> **DATA ENTRIES**:

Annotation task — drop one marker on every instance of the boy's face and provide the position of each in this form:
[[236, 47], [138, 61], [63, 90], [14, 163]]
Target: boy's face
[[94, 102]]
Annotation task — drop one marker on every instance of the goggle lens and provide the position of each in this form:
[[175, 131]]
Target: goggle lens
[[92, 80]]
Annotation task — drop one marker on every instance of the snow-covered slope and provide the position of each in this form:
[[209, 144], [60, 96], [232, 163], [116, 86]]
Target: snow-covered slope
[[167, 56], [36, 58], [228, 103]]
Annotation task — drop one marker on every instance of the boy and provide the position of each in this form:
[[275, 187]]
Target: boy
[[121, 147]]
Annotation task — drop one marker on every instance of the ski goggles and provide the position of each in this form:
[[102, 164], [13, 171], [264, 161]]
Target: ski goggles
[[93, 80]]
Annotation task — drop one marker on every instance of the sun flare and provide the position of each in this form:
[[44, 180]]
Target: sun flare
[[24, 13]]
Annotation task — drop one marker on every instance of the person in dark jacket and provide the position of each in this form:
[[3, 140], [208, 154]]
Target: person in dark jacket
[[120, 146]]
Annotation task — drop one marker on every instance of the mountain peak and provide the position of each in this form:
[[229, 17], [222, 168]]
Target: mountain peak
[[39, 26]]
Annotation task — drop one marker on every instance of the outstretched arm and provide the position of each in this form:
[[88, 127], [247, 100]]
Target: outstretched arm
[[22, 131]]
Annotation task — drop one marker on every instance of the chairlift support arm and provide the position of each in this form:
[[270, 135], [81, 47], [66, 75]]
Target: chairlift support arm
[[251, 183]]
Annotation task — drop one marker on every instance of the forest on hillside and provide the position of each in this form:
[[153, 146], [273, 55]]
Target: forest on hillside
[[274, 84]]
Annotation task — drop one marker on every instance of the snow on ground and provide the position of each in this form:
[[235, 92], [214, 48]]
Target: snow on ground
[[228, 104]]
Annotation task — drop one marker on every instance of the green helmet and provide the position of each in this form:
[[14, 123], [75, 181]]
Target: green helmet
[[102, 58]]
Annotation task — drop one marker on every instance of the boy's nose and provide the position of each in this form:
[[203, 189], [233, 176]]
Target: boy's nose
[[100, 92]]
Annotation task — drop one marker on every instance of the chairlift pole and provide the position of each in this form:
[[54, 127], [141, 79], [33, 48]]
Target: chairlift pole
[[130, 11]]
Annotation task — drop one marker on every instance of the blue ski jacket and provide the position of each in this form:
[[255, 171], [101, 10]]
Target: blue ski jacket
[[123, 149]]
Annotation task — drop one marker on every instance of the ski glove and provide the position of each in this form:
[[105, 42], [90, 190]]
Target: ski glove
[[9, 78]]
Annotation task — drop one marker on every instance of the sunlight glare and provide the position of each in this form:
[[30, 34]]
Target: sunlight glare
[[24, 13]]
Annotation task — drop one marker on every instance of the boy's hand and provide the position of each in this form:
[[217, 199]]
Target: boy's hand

> **SHORT TASK**: Edit the lines above by replacing "chairlift" with "ski lift" everywhere it appears, leaving everything else the same.

> **SOLUTION TO THIS PROBLEM**:
Annotation task — drop one marker on every instance of the boy's face and provide the position of each in this form:
[[236, 47], [138, 61], [63, 90], [14, 163]]
Target: boy's face
[[94, 102]]
Annotation task — drop one marker on every instance of the goggle lens and provide the position of each in this form:
[[175, 131]]
Target: goggle lens
[[92, 80]]
Annotation task — drop one marker on every instance of the snow-covered slope and provide the position of each in this form:
[[209, 144], [60, 96], [232, 163], [116, 86]]
Target: snow-covered slope
[[167, 56], [36, 58], [228, 103]]
Annotation task — drop one marker on every instance of the boy and provide the position of each in this form:
[[275, 187]]
Target: boy
[[121, 147]]
Annotation task — drop one marker on every instance of the ski goggles and provide the position of each in this form:
[[102, 164], [13, 171], [264, 161]]
Target: ski goggles
[[93, 80]]
Annotation task — drop one marker on every instance of the sun flare and provide the position of each in this form:
[[44, 180]]
Target: sun flare
[[24, 13]]
Annotation task — drop one marker on every instance of the person in dark jacket and provide the position of each in this form:
[[3, 140], [208, 154]]
Target: person in dark jacket
[[120, 146]]
Annotation task — drop one marker on every instance of the mountain peak and provide the position of each in this form:
[[229, 17], [222, 168]]
Target: mountain peak
[[39, 26]]
Annotation task — drop one marker on every instance of the outstretched arm and provide the position of each in this form:
[[88, 127], [247, 100]]
Target: outstretched arm
[[22, 131]]
Annotation task — drop one marker on every instance of the ski lift support arm and provide the position of each in this form:
[[270, 135], [81, 47], [66, 75]]
Target: ski lift support arm
[[251, 183]]
Annotation task — drop one marker on every instance of the forest on hillside and provide the position of each in this form:
[[153, 146], [273, 55]]
Target: forest on hillside
[[274, 84]]
Annotation task — drop one marker on every instance of the snow on ground and provide the position of each in this form:
[[235, 92], [214, 48]]
Target: snow on ground
[[228, 104]]
Annotation task — drop one marker on every instance of the green helmet and provide the position of each in this form:
[[14, 123], [75, 181]]
Target: green helmet
[[102, 58]]
Annotation task — drop one marker on every instance of the boy's nose and provide the position of each in this form:
[[203, 189], [233, 176]]
Target: boy's nose
[[100, 92]]
Annotation task — drop one marker on every instance of the ski lift pole and provide the position of each in this form:
[[54, 127], [141, 79], [33, 48]]
Target: ski lift pole
[[130, 11]]
Annotation task — drop one marker on every instance of the blue ski jacket and provide the position of each in this form:
[[255, 171], [101, 10]]
Target: blue ski jacket
[[123, 149]]
Annotation task — drop one marker on every instance of the ski glove and provide the position of each in this form:
[[105, 42], [90, 190]]
Target: ski glove
[[9, 78]]
Annotation task — drop one marker on every instance of the sunlight glare and provide the position of each in this form:
[[30, 34]]
Target: sunlight glare
[[24, 13]]
Annotation task — drop one marker on every instance of the boy's hand and provide the position of each in this form:
[[217, 199]]
Target: boy's hand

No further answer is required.